Top of LISTED ENTRIES

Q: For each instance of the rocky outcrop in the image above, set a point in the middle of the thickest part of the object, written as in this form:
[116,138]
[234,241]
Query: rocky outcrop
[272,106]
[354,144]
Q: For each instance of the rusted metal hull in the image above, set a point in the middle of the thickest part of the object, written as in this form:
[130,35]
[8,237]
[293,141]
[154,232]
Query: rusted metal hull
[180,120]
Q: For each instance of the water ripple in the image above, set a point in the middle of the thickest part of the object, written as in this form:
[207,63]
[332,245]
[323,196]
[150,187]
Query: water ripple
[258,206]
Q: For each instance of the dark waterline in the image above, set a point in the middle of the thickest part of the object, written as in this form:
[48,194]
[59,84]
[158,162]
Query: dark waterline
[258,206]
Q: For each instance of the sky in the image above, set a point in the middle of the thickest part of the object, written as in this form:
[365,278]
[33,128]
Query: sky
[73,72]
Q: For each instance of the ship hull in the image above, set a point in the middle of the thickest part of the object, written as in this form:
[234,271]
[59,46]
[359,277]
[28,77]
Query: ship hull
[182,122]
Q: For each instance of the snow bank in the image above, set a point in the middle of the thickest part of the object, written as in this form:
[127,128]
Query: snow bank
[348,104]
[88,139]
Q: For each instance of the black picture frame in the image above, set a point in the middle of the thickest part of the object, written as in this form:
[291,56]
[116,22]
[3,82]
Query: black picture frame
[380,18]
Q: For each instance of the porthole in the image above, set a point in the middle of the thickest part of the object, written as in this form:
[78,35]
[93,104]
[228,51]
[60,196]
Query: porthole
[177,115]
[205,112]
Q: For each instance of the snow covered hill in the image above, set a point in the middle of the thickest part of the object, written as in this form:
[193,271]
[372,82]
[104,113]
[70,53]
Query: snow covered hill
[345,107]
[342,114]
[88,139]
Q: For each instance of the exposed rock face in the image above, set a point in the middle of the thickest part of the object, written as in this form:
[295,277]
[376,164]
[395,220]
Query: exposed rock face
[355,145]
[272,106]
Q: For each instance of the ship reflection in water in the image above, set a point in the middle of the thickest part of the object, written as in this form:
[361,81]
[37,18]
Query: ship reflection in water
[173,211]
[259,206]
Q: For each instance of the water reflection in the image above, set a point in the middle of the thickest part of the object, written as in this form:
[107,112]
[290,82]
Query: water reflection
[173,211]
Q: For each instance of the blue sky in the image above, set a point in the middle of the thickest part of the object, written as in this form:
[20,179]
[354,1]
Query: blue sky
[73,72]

Bottom of LISTED ENTRIES

PROMPT
The reply should contain all of the entries exactly as shown above.

ANSWER FOR THIS EXERCISE
Q: For each instance of the rocky outcrop in the image above, set a point in the middle of the thickest part of the object, written as in this form:
[116,138]
[234,241]
Query: rocky outcrop
[272,106]
[354,144]
Q: For each instance of the rusted metal hull in the image above, set a point in the middle of the thickest part of the object, written as in this form:
[130,35]
[8,237]
[293,141]
[154,232]
Query: rusted metal hull
[180,120]
Q: For each instance of the water ripple in the image above, set a point in the middle of the thickest part of the object, written as in this form:
[207,63]
[332,245]
[323,196]
[150,187]
Query: water ripple
[258,206]
Q: For each instance of the dark waterline in the image above, set a point in the middle of the thickest part of the object, written as in this form:
[48,194]
[59,84]
[158,162]
Query: dark waterline
[258,206]
Q: For each instance of the sky in the image above, set a point in the middle of the thickest part of the object, written as in this form:
[365,278]
[33,128]
Query: sky
[73,72]
Q: For each instance of the ship hull in the image above, set a point in the middle of the thickest part of the object, written as in this form:
[234,271]
[59,46]
[359,277]
[28,77]
Query: ship hull
[182,122]
Q: For each instance of the snow bank in the image above, set a point in the middle of the thickest part of the object, written as in this form:
[127,128]
Query: snow bank
[348,104]
[88,139]
Q: For each instance of the black picture frame in the image above, set a point in the middle of the thickest part of the object, written as in this form:
[291,56]
[116,22]
[3,82]
Query: black picture frame
[380,18]
Q: For each instance of the porthole in the image above, set a point in the middle of the thickest part of the object, written as in this form:
[78,35]
[93,104]
[228,51]
[60,196]
Query: porthole
[177,115]
[205,112]
Q: For each instance of the snow covered hill in the image above, set a point in the middle of the thickest part of the object, written as in this form:
[193,271]
[372,82]
[104,113]
[70,53]
Query: snow covered hill
[345,107]
[342,114]
[88,139]
Q: For each instance of the exposed rock face in the image above, set a point in the middle of the thickest part of the object, written as in this form:
[295,277]
[376,164]
[395,220]
Query: exposed rock face
[355,145]
[272,106]
Q: For each instance of the ship reflection in water in the image above, set a point in the middle of the thickest part of the object, written as in this form:
[361,81]
[37,18]
Query: ship reflection in water
[173,211]
[259,206]
Q: For each instance of the water reflection in the image above, set a point in the middle of the thickest part of the object, written as in this form:
[107,112]
[290,82]
Query: water reflection
[173,211]
Q: For each instance of the blue sky in the image above, set a point in the middle of the thickest part of the object, written as in this form:
[20,179]
[354,1]
Query: blue sky
[73,72]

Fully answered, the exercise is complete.